WRITTEN PROBLEM — Starting with the line that contains "Query: distant mountain range" and going on through the end of the listing, write out every line again, requests included, and scale each coordinate in the answers by 0.55, rounding to whole numbers with halves going up. Leave out all earlier lines of the listing.

LISTING —

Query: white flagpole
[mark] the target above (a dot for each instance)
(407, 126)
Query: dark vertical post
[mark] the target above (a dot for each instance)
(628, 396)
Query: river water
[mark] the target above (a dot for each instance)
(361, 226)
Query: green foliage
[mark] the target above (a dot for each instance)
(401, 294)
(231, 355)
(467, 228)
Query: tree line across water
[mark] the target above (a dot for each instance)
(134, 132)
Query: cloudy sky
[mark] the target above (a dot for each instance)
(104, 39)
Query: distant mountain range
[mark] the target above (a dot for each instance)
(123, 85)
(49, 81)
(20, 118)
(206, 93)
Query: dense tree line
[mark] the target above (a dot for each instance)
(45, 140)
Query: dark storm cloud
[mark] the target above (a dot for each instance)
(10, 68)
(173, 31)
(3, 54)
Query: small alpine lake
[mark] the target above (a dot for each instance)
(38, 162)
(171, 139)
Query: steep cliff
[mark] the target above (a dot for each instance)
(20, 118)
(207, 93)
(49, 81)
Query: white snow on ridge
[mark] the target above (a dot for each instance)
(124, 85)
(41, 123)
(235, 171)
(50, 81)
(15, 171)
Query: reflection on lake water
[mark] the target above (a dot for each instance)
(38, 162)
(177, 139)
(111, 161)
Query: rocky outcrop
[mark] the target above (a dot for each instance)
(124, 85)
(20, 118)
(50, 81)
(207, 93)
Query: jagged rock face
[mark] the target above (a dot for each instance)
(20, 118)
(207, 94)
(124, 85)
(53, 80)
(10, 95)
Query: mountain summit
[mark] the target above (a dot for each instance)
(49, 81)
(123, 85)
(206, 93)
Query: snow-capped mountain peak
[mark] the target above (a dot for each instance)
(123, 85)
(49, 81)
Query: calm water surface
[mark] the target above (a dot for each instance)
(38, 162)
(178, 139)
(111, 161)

REPLY —
Query: distant mountain range
[mark] the target above (a dot for each instance)
(68, 47)
(27, 45)
(11, 65)
(113, 51)
Query: dense tree line
[mark] the target above (a dot for each instance)
(25, 77)
Query: dark storm cloud
[mark] the target above (a dot for each instance)
(6, 37)
(95, 17)
(2, 30)
Query: small alpine lake
[mark] the target above (a dot for each instance)
(21, 89)
(94, 76)
Query: steep cliff
[mark] the target above (a dot for each instance)
(11, 65)
(114, 51)
(27, 45)
Query: white snow on ridge
[mark] the target above (a dot for each instance)
(68, 47)
(23, 68)
(129, 94)
(28, 45)
(8, 94)
Query: reflection on lake water
[mark] the target above (a dot for each instance)
(21, 89)
(97, 76)
(61, 89)
Query: rocky outcrop
[mark] the target above (a dot for each instance)
(68, 47)
(11, 65)
(28, 45)
(114, 51)
Query: jagged rock face
[mark] the target above (a dot for each instance)
(11, 65)
(114, 52)
(68, 47)
(29, 44)
(6, 52)
Query: mountain summit
[mark] the target above (a dot for each instance)
(27, 45)
(68, 47)
(113, 51)
Query: snow-capped mountain peak
[mark] the target above (a dot for each instance)
(68, 47)
(27, 45)
Query: calm water surface
[mark] the target above (a dot for each instance)
(21, 89)
(98, 76)
(61, 89)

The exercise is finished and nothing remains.